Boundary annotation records

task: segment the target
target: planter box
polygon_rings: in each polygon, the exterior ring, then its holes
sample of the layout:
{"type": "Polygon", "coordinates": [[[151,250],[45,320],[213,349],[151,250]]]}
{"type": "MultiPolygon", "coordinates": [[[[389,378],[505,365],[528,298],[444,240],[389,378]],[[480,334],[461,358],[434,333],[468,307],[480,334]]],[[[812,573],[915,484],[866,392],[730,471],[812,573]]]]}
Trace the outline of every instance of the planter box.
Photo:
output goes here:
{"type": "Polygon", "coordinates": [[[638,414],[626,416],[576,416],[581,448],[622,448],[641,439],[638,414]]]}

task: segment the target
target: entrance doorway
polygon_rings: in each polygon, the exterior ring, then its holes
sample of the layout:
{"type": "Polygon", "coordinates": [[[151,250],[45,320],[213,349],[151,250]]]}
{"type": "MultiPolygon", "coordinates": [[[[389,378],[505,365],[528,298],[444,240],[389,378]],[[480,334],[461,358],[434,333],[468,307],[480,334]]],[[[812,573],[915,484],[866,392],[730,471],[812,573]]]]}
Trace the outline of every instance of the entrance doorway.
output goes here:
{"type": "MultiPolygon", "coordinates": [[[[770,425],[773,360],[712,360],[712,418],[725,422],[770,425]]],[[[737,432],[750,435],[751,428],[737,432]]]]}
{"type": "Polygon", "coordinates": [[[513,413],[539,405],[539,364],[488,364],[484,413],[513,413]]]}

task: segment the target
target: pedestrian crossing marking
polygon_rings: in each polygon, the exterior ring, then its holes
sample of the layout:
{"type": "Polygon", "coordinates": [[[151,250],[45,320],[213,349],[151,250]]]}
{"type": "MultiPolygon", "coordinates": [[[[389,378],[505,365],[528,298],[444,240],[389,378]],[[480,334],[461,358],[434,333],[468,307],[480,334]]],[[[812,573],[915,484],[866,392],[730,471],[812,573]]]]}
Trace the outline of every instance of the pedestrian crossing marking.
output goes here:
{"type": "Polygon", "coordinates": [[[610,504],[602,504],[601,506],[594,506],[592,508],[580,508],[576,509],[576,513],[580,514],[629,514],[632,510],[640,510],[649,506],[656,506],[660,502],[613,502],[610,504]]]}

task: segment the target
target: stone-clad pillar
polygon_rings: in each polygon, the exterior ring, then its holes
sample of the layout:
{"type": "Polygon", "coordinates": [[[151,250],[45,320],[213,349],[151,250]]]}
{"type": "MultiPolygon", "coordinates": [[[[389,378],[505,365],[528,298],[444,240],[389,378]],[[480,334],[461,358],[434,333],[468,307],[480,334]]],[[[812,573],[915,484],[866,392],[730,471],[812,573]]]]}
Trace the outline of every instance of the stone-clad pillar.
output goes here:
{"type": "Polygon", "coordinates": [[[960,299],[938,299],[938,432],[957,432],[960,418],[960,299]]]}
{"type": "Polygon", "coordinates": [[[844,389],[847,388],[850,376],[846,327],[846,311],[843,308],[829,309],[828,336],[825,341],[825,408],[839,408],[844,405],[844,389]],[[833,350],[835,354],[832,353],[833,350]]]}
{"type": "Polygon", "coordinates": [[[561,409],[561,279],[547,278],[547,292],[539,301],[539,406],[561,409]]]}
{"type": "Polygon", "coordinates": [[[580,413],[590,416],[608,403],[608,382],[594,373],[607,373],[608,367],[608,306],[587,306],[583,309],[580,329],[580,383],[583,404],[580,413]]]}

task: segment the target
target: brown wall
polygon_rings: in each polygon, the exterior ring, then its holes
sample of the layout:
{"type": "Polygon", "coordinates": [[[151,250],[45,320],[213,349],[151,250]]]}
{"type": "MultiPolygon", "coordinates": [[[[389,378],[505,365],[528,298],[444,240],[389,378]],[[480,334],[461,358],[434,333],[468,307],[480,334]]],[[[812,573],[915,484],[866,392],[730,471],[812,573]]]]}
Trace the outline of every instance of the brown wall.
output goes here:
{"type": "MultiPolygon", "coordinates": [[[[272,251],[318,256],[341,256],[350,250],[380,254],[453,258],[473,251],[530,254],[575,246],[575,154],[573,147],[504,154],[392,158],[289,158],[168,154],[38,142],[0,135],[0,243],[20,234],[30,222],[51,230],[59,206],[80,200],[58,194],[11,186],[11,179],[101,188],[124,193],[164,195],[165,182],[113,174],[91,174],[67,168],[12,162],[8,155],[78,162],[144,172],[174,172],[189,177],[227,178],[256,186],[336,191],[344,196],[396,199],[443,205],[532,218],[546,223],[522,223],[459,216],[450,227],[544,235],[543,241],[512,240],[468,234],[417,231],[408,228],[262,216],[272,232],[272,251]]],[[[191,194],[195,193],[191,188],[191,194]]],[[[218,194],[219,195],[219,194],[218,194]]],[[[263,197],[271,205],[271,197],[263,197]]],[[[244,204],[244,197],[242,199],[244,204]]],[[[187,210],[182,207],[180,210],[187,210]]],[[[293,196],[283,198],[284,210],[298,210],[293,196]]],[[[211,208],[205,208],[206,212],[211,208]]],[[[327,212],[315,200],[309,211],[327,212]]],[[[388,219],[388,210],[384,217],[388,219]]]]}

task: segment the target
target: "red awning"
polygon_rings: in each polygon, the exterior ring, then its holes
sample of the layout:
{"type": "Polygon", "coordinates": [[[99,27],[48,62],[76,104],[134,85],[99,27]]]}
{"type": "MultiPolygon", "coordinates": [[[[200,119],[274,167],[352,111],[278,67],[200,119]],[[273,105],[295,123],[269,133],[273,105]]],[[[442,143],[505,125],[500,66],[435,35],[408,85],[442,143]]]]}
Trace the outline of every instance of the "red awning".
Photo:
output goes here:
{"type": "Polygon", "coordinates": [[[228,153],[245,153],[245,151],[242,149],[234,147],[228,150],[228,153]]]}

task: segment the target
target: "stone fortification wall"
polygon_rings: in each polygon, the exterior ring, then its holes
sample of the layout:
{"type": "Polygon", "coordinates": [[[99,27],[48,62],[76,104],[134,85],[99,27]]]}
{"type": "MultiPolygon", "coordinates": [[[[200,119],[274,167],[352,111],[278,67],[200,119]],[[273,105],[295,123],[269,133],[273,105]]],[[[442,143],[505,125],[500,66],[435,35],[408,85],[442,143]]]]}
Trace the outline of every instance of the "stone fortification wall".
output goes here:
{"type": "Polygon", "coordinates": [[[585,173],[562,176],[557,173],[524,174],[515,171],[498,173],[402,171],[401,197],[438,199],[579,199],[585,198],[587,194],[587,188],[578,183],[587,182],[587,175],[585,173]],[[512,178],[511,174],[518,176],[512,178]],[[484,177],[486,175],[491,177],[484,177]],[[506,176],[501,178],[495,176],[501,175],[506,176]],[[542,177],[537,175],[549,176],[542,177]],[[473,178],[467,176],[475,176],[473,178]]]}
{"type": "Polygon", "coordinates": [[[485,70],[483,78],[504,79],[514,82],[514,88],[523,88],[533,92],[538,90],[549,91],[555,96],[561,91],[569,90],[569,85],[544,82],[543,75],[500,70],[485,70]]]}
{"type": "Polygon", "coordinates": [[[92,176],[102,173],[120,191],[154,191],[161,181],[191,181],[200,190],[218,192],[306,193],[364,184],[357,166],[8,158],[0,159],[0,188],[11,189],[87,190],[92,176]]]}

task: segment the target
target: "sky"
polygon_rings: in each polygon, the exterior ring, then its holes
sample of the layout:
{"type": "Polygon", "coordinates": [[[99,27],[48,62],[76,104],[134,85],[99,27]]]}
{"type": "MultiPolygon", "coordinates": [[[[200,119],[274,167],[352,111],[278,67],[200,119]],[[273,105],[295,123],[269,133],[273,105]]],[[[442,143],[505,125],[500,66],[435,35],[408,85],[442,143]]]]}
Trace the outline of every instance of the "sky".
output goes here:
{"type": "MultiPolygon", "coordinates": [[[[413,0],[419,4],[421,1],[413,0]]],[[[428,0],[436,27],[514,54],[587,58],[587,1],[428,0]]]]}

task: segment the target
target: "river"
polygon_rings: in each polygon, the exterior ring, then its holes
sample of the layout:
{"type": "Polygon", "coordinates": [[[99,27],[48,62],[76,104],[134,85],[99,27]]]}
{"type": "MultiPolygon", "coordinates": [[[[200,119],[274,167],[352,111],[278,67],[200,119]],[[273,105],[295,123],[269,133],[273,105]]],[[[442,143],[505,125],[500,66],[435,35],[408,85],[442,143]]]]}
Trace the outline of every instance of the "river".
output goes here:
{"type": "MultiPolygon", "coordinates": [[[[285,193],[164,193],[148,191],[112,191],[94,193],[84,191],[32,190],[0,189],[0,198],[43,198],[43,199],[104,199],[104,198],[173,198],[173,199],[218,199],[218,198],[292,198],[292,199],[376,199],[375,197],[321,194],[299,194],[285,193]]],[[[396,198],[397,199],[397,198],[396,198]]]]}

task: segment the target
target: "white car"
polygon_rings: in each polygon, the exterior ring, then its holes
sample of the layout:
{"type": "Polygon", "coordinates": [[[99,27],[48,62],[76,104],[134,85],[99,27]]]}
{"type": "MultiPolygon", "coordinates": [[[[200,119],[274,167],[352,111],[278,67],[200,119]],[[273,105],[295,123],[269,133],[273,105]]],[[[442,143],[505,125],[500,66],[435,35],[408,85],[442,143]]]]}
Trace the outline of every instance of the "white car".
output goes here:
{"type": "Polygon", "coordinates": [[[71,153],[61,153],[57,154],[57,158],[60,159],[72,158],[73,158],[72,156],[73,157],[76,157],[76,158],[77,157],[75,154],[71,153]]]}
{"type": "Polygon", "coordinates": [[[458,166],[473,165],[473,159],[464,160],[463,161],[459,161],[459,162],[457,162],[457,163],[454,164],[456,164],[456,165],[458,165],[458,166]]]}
==
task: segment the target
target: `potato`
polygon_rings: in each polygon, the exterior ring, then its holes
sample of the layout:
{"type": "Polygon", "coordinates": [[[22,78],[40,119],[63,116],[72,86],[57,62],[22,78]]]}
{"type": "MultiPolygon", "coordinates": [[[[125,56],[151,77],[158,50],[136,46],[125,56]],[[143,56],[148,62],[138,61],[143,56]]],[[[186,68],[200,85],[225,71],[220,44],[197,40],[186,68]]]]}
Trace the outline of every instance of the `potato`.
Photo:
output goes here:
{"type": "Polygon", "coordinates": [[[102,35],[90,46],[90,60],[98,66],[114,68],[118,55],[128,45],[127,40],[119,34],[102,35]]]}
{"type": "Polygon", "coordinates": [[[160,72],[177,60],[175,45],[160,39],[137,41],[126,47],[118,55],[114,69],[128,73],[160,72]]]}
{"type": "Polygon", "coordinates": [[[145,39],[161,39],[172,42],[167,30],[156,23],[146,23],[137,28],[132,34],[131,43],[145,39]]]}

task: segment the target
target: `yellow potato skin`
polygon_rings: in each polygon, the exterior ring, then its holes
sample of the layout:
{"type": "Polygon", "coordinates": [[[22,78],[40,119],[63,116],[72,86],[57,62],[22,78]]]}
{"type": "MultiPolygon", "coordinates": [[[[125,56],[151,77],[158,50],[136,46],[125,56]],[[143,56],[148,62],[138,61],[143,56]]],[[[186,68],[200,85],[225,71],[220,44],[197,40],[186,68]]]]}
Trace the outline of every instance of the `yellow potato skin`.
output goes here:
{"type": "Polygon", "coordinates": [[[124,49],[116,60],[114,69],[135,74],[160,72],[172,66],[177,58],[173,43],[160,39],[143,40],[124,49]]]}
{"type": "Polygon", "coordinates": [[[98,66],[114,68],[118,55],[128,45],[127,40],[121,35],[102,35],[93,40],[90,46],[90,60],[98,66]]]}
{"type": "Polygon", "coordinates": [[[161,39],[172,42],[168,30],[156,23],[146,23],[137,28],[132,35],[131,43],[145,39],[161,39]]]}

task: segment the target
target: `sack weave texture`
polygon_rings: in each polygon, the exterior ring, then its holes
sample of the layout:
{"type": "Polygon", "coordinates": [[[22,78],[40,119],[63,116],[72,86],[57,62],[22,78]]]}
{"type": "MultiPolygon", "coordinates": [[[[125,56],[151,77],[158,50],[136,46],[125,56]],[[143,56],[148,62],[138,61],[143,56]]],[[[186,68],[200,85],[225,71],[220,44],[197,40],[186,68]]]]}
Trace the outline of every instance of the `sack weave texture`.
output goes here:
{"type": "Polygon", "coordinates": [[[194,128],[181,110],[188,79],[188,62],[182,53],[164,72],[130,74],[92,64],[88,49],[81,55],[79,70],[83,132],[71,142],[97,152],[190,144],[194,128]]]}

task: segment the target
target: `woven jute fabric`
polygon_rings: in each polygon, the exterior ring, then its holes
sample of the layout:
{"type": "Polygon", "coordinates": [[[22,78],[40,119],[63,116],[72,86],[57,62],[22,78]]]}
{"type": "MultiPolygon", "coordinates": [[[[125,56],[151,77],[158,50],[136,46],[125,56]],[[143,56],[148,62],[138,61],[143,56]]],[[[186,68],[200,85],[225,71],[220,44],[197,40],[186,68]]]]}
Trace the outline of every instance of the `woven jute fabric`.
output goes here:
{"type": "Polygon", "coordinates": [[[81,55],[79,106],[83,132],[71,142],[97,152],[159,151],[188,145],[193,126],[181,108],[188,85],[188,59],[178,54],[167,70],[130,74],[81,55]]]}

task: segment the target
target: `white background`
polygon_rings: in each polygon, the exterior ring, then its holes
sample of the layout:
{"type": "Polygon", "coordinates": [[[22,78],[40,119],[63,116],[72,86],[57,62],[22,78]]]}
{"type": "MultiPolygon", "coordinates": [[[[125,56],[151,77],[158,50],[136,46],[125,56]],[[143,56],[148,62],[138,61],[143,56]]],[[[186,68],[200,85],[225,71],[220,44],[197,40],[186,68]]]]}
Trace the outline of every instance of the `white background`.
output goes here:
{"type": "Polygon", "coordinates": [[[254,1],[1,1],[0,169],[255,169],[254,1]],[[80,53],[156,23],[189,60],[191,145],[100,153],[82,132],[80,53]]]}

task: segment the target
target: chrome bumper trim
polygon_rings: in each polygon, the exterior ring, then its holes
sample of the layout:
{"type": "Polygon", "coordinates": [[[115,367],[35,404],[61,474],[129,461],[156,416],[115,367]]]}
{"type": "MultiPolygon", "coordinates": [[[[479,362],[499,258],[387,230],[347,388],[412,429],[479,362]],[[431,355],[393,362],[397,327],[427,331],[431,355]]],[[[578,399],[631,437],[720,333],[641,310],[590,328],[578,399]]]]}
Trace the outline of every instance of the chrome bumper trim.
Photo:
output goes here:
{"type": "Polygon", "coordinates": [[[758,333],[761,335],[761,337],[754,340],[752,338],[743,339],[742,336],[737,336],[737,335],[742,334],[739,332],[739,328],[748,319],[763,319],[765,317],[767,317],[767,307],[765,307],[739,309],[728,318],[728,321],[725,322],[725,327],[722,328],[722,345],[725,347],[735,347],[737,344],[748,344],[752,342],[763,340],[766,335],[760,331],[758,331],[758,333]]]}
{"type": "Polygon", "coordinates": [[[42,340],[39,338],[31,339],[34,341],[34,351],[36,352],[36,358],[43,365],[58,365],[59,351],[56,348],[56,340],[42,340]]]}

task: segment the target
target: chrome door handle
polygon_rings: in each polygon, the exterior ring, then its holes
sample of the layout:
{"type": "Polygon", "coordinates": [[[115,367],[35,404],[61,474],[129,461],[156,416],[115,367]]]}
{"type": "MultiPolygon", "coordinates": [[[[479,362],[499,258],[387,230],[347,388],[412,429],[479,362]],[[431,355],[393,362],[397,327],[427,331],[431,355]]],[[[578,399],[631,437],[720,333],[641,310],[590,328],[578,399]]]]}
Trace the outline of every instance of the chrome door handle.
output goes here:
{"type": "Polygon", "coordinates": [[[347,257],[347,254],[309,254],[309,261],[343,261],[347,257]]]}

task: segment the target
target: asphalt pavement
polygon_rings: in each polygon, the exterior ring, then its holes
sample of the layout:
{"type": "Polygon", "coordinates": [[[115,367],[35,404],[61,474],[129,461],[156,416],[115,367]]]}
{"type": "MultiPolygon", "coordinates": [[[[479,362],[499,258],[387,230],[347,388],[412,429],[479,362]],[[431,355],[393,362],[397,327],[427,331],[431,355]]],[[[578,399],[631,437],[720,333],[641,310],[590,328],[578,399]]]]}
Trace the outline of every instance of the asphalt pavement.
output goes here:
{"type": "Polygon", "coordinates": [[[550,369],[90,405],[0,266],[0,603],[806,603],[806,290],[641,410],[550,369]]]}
...
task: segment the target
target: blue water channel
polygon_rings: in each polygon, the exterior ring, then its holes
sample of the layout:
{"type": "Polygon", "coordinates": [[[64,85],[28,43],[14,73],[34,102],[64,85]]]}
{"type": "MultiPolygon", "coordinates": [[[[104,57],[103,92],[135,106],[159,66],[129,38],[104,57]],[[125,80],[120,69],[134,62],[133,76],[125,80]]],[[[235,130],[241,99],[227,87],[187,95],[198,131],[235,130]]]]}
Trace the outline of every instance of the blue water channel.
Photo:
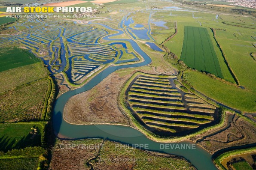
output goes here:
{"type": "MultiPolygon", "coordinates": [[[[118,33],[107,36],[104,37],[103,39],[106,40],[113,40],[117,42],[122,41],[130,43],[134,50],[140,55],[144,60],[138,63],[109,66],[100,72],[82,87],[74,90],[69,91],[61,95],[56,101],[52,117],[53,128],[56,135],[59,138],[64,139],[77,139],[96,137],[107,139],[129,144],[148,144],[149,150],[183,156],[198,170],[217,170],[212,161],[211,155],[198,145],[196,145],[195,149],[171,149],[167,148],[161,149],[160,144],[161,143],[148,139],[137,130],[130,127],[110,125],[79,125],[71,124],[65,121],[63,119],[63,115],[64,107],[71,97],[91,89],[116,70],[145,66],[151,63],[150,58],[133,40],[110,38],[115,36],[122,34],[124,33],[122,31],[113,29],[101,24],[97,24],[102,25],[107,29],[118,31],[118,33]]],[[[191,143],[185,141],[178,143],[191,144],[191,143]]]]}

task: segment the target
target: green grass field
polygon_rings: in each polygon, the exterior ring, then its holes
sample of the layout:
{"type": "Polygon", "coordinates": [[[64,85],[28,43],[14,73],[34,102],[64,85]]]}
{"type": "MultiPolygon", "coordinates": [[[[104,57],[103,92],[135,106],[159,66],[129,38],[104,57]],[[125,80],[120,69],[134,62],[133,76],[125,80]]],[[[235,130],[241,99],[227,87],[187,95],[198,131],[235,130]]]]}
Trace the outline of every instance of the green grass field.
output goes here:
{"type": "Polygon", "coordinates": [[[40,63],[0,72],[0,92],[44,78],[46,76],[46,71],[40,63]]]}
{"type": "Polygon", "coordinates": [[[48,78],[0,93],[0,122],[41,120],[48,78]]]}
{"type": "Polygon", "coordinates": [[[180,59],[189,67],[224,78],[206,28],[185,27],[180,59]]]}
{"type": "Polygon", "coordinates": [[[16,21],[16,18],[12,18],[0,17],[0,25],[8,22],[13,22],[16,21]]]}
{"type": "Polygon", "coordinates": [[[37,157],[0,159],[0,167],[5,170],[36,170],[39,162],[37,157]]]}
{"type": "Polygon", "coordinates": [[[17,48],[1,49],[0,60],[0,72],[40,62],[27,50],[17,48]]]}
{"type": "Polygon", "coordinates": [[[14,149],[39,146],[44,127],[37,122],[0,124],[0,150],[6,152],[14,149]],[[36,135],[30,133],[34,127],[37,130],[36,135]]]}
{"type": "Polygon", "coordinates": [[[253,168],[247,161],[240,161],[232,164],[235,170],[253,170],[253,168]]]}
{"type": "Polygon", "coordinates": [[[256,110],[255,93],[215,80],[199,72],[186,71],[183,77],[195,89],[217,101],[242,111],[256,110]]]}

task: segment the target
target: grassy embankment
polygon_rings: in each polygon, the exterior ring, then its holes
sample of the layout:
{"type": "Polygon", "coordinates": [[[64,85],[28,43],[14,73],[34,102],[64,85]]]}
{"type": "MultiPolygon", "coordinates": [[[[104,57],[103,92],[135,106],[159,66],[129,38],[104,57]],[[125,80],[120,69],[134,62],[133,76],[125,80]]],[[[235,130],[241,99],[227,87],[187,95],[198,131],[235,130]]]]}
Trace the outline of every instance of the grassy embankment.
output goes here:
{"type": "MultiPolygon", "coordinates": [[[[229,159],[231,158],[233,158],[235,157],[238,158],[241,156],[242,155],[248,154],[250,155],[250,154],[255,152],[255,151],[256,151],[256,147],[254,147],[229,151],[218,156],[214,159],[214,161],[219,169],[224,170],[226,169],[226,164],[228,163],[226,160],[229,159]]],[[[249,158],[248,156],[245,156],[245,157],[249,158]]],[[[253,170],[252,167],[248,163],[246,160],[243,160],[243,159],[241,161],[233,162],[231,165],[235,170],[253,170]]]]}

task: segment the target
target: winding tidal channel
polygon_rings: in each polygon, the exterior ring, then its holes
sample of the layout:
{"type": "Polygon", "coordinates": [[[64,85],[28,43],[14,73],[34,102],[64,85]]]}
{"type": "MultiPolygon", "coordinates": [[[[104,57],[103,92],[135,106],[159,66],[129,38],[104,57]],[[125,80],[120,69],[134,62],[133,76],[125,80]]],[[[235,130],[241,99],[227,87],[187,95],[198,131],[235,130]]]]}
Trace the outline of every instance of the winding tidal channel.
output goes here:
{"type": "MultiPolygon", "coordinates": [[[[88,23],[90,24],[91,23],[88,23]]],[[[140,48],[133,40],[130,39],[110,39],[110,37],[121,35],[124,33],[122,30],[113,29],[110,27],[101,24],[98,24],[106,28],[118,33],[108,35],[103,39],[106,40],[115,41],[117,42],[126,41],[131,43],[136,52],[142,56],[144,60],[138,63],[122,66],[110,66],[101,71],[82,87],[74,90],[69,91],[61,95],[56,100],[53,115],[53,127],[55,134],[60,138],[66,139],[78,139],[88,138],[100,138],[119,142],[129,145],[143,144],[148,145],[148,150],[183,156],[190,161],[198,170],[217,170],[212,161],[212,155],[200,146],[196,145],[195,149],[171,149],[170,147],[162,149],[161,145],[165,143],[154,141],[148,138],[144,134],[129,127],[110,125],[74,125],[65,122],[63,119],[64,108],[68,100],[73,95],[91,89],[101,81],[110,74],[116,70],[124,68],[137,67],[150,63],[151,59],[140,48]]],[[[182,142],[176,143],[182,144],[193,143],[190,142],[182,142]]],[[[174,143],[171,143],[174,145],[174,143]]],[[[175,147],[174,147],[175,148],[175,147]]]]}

Exercise details - Count the lines in the records above that contain the string "water", treating uppercase and lowercase as different. Reply with the number alone.

The reply - 2